[Dataset entries]
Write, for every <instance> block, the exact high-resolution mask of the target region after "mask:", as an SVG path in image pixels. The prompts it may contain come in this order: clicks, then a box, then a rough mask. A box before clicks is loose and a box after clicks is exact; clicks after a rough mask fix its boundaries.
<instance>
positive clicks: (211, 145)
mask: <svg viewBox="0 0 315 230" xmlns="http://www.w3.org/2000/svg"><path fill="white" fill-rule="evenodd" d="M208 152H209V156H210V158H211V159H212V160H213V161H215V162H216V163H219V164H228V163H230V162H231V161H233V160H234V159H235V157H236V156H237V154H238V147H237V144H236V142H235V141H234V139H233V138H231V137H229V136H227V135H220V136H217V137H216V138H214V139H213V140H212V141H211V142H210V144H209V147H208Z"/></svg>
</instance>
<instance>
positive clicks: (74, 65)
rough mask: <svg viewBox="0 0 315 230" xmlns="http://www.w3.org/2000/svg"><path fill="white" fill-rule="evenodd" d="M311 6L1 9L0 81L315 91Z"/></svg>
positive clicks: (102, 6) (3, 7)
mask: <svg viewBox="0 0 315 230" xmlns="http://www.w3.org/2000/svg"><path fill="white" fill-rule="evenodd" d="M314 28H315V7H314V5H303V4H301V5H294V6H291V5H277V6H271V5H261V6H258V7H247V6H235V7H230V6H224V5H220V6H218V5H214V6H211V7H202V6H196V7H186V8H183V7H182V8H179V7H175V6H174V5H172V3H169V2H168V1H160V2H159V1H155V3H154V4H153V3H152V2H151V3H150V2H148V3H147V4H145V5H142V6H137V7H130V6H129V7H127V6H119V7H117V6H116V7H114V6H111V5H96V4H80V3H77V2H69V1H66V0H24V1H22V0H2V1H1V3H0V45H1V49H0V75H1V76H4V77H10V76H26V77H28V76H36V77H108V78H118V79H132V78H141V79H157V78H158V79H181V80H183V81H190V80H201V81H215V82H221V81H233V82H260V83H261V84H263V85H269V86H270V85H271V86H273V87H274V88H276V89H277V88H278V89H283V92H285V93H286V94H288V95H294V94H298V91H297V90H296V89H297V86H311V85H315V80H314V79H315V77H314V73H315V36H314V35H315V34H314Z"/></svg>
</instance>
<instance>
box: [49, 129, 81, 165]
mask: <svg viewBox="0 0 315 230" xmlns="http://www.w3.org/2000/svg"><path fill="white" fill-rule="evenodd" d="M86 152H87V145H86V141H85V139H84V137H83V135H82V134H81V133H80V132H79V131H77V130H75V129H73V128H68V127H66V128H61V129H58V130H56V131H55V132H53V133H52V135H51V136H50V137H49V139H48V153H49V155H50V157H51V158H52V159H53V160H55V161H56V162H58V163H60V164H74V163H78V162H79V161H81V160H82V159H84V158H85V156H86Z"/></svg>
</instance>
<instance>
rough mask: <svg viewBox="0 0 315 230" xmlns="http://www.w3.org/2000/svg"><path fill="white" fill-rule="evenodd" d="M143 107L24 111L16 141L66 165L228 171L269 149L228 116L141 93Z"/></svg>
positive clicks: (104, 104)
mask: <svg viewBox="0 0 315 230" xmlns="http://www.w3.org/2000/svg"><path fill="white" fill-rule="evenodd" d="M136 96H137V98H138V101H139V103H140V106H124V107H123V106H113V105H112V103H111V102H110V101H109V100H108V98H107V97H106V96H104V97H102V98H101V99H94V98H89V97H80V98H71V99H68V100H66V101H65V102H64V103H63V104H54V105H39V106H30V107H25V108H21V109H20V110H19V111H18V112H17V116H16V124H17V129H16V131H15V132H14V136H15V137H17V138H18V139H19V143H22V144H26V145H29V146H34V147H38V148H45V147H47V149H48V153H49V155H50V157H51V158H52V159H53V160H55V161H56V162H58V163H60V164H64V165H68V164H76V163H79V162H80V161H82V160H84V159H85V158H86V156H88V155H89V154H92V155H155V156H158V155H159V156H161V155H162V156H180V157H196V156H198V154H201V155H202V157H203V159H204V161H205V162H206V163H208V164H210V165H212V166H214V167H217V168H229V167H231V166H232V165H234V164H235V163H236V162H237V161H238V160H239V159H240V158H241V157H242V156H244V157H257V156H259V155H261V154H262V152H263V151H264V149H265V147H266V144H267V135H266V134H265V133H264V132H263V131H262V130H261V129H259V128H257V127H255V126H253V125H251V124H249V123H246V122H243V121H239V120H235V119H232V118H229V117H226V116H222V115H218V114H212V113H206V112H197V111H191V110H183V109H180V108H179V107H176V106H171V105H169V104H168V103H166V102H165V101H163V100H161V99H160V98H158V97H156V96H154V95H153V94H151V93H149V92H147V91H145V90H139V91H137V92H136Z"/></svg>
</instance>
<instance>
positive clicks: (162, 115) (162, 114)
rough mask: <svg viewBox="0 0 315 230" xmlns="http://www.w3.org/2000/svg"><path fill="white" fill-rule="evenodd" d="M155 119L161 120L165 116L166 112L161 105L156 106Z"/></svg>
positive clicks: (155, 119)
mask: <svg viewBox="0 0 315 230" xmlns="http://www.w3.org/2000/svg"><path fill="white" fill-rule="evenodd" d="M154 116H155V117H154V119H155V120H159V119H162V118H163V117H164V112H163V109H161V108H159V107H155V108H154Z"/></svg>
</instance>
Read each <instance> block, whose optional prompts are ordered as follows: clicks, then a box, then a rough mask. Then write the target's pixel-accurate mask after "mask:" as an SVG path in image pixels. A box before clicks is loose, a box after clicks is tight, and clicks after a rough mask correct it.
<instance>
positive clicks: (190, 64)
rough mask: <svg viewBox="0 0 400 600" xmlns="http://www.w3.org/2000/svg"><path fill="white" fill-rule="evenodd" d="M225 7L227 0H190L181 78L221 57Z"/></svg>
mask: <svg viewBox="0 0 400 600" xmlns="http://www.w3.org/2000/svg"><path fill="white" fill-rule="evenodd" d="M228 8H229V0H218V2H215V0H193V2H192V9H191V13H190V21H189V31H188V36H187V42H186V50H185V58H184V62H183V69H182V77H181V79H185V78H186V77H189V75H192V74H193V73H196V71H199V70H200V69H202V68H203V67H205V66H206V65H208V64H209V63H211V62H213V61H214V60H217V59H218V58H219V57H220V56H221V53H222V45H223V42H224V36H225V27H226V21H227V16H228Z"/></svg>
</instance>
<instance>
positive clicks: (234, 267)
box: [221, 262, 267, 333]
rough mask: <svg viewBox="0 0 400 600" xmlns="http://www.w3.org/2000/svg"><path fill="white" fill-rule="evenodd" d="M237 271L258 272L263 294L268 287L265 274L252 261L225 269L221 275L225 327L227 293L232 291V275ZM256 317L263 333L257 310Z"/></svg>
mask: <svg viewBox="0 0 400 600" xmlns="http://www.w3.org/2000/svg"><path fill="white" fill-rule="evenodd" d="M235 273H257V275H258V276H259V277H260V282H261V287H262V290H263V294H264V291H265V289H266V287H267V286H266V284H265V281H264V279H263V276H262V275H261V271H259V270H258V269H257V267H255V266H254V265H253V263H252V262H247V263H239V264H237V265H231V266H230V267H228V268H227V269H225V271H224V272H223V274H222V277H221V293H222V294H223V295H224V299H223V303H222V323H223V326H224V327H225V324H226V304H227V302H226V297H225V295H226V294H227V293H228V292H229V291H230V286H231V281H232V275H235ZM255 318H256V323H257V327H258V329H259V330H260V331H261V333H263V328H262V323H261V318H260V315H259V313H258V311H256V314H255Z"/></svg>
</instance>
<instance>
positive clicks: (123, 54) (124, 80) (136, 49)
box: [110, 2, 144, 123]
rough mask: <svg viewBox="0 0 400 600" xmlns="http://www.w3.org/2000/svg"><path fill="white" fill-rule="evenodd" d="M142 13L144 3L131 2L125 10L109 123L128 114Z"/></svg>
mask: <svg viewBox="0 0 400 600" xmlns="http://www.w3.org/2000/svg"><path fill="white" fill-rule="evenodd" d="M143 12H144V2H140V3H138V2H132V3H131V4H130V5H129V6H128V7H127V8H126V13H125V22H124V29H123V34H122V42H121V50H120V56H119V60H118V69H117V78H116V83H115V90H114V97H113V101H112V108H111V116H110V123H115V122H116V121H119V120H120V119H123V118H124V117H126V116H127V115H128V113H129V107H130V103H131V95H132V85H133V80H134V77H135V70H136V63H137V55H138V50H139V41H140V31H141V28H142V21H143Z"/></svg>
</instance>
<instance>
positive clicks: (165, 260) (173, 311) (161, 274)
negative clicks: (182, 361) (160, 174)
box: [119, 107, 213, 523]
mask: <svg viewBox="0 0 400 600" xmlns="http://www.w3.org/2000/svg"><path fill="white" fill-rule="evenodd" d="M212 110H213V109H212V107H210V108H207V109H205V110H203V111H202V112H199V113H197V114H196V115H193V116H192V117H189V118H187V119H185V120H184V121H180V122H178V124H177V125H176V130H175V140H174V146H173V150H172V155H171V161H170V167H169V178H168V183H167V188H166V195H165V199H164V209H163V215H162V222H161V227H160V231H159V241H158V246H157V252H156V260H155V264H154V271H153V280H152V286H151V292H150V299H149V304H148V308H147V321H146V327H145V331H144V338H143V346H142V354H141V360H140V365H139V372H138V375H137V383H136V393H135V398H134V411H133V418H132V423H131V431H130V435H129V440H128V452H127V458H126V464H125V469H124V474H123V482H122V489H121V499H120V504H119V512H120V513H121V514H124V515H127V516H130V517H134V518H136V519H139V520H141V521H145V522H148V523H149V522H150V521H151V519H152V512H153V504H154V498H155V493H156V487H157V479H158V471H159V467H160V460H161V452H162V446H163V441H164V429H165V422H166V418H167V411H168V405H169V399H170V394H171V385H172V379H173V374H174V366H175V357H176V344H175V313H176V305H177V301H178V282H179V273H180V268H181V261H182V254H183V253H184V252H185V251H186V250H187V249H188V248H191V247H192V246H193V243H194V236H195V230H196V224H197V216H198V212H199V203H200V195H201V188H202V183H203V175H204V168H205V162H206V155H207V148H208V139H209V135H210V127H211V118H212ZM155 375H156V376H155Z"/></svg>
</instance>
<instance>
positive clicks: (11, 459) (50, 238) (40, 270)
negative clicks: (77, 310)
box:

What is being asked:
The lines to copy run from the first line of the entries to the line containing "6L1 9L0 81L315"; copy them exactly and output nothing else.

Result for this task:
Write, for every <instance> block, the exact high-resolution mask of the target region after "mask:", as an SVG path in image pixels. The prompts it may contain come in this order: clicks, then a box, then a rough mask. A box before clicks is loose and a box after clicks is exact; clicks after a rough mask fix its boundaries.
<instance>
positive clicks: (211, 145)
mask: <svg viewBox="0 0 315 230" xmlns="http://www.w3.org/2000/svg"><path fill="white" fill-rule="evenodd" d="M208 152H209V156H210V158H211V159H212V160H213V161H215V162H216V163H219V164H228V163H230V162H231V161H233V160H234V159H235V157H236V156H237V154H238V147H237V144H236V142H235V141H234V139H233V138H231V137H229V136H227V135H220V136H217V137H216V138H214V139H213V140H212V141H211V142H210V144H209V147H208Z"/></svg>
</instance>
<instance>
positive clicks: (74, 65)
rough mask: <svg viewBox="0 0 315 230" xmlns="http://www.w3.org/2000/svg"><path fill="white" fill-rule="evenodd" d="M311 6L1 9L0 81L315 91Z"/></svg>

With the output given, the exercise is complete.